**Prompt**
Make an exact copy of the records below. Include every line.

[Saved data entries]
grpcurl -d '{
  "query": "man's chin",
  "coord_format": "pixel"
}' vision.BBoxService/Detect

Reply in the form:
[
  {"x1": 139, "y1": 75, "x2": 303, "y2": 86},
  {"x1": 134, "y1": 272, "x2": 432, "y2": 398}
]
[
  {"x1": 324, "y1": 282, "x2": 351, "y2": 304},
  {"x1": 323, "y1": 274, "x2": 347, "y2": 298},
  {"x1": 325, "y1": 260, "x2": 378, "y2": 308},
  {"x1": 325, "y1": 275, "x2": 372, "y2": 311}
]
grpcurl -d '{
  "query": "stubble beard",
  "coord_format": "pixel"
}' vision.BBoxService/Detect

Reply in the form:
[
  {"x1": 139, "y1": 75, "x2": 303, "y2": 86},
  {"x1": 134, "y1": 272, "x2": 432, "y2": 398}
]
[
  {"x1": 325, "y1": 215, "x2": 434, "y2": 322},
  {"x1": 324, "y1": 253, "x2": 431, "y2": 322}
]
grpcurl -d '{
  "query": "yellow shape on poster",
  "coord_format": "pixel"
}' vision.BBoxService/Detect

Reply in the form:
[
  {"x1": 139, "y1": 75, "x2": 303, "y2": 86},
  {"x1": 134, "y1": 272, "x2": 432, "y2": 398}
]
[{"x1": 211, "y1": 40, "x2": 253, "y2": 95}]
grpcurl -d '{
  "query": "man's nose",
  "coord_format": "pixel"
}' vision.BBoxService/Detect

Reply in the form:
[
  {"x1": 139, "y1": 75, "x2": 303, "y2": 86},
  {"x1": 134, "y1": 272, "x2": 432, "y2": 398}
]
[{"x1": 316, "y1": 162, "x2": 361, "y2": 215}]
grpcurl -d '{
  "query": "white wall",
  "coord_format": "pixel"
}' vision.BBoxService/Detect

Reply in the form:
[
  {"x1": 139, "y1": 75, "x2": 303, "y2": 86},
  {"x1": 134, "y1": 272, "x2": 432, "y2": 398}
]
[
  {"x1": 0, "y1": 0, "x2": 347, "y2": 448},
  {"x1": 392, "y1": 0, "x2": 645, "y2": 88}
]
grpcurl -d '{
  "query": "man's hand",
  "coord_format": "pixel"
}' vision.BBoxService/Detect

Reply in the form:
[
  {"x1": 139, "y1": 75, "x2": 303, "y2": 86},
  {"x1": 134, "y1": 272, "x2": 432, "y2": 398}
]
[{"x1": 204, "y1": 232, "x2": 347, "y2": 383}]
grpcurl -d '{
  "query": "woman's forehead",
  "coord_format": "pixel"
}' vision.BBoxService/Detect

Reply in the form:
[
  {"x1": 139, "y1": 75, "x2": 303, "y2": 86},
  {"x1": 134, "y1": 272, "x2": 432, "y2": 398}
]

**Your response**
grpcurl -d '{
  "query": "man's chin",
  "coord_format": "pixel"
}' vision.BBoxService/Detect

Reply in the form:
[
  {"x1": 139, "y1": 75, "x2": 303, "y2": 86},
  {"x1": 134, "y1": 272, "x2": 432, "y2": 398}
]
[
  {"x1": 324, "y1": 282, "x2": 351, "y2": 304},
  {"x1": 323, "y1": 274, "x2": 347, "y2": 298},
  {"x1": 325, "y1": 260, "x2": 378, "y2": 308},
  {"x1": 325, "y1": 275, "x2": 372, "y2": 311}
]
grpcurl -d '{
  "query": "stubble beard",
  "coord_format": "pixel"
}' vision.BBoxService/Detect

Reply in the form:
[
  {"x1": 139, "y1": 75, "x2": 303, "y2": 86},
  {"x1": 134, "y1": 272, "x2": 432, "y2": 398}
]
[
  {"x1": 325, "y1": 215, "x2": 434, "y2": 322},
  {"x1": 324, "y1": 253, "x2": 431, "y2": 322}
]
grpcurl -d '{
  "query": "yellow shape on poster",
  "coord_format": "pixel"
}' vision.BBoxService/Detect

Reply in the form:
[
  {"x1": 139, "y1": 75, "x2": 303, "y2": 86},
  {"x1": 134, "y1": 272, "x2": 432, "y2": 398}
]
[{"x1": 211, "y1": 40, "x2": 253, "y2": 95}]
grpcurl -d '{
  "query": "man's nose",
  "coord_format": "pixel"
}' vision.BBoxService/Detect

Reply in the form:
[
  {"x1": 139, "y1": 75, "x2": 303, "y2": 86},
  {"x1": 134, "y1": 272, "x2": 432, "y2": 398}
]
[{"x1": 316, "y1": 162, "x2": 361, "y2": 215}]
grpcurl -d '{
  "query": "white wall",
  "coord_format": "pixel"
}' vision.BBoxService/Detect

Reply in the form:
[
  {"x1": 139, "y1": 75, "x2": 303, "y2": 86},
  {"x1": 134, "y1": 272, "x2": 432, "y2": 398}
]
[
  {"x1": 0, "y1": 0, "x2": 347, "y2": 448},
  {"x1": 392, "y1": 0, "x2": 645, "y2": 88}
]
grpcurl -d '{
  "query": "man's hand",
  "coord_format": "pixel"
}' vision.BBoxService/Detect

Reply in the form:
[
  {"x1": 139, "y1": 75, "x2": 303, "y2": 86},
  {"x1": 134, "y1": 272, "x2": 432, "y2": 398}
]
[{"x1": 204, "y1": 232, "x2": 347, "y2": 383}]
grpcurl -d '{
  "query": "woman's forehead",
  "coord_format": "pixel"
}' vision.BBoxService/Detect

Reply in the form:
[
  {"x1": 139, "y1": 75, "x2": 303, "y2": 86},
  {"x1": 134, "y1": 272, "x2": 432, "y2": 398}
]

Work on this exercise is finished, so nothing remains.